-- Problem to work on --
Repeat each record below exactly as given.

-- Stored dataset items --
* start *
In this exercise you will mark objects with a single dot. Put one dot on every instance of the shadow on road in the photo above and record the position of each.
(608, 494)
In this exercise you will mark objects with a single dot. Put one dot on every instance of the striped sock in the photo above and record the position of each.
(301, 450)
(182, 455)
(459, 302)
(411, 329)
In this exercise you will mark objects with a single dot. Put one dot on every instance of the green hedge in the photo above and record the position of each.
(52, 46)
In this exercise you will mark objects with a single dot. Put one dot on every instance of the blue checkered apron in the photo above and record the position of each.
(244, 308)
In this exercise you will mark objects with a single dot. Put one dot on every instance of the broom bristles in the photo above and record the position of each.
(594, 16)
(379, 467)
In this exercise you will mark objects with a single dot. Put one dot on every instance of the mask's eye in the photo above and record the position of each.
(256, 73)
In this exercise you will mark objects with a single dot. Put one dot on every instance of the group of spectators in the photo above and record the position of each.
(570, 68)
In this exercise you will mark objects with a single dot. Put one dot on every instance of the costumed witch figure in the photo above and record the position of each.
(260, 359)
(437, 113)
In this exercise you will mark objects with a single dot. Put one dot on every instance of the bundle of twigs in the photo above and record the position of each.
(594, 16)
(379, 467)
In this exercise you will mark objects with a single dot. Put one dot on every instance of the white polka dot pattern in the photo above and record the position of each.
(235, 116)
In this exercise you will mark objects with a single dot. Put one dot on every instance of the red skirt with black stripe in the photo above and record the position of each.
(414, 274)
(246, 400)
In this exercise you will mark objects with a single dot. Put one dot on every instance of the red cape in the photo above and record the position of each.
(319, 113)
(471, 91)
* end *
-- Written answer --
In this exercise you will mark objects with a single dot. Put one dot on every instance of the shadow on road in the photo above and record the position of each.
(608, 494)
In this exercise you will mark objects with a single dot. Put one dot on every instance of the striped sock in the photo above and record the position of each.
(301, 450)
(182, 455)
(459, 302)
(411, 329)
In this exercise you will mark objects with a single dot. Put one dot on every instance of the green hedge in the photo above and record the position of each.
(52, 46)
In this exercise you will mark objects with a single dot. Put one dot on every instance of the blue checkered apron in the photo above and record the position of each.
(244, 308)
In this exercise you will mark objects with a single dot. Put one dot on every instance of the broom bristles in the photo above and record the position of each.
(594, 16)
(379, 467)
In this exercise you will mark objects with a single dot. Put one dot on every instance of the mask's eye in the photo above and record the position of each.
(256, 73)
In this exercise you will mark objects with a single dot. Put one dot on every instance of the group of spectators in the photo above and record the position of each.
(570, 68)
In this exercise you will mark objects with a single dot. Put one dot on every instance of the costumed witch figure in the photo above and record the position of each.
(260, 359)
(437, 113)
In this exercise you will mark objects with a single dot. Put one dot on every instance of the bundle of twigs in the photo above and record the position of each.
(594, 16)
(379, 467)
In this exercise you will mark objects with a single dot. Put one dot on every instance of the white polka dot pattern in the photo above and record the position of each.
(235, 116)
In this exercise you will mark objects with a single dot. Put one dot on every instance of the red skirt with black stripe in the photo above and record the position of each.
(414, 274)
(246, 400)
In this exercise you will mark objects with a single dot. Put one dot on every instance of the red cape in the photo above and record the position of each.
(319, 113)
(471, 91)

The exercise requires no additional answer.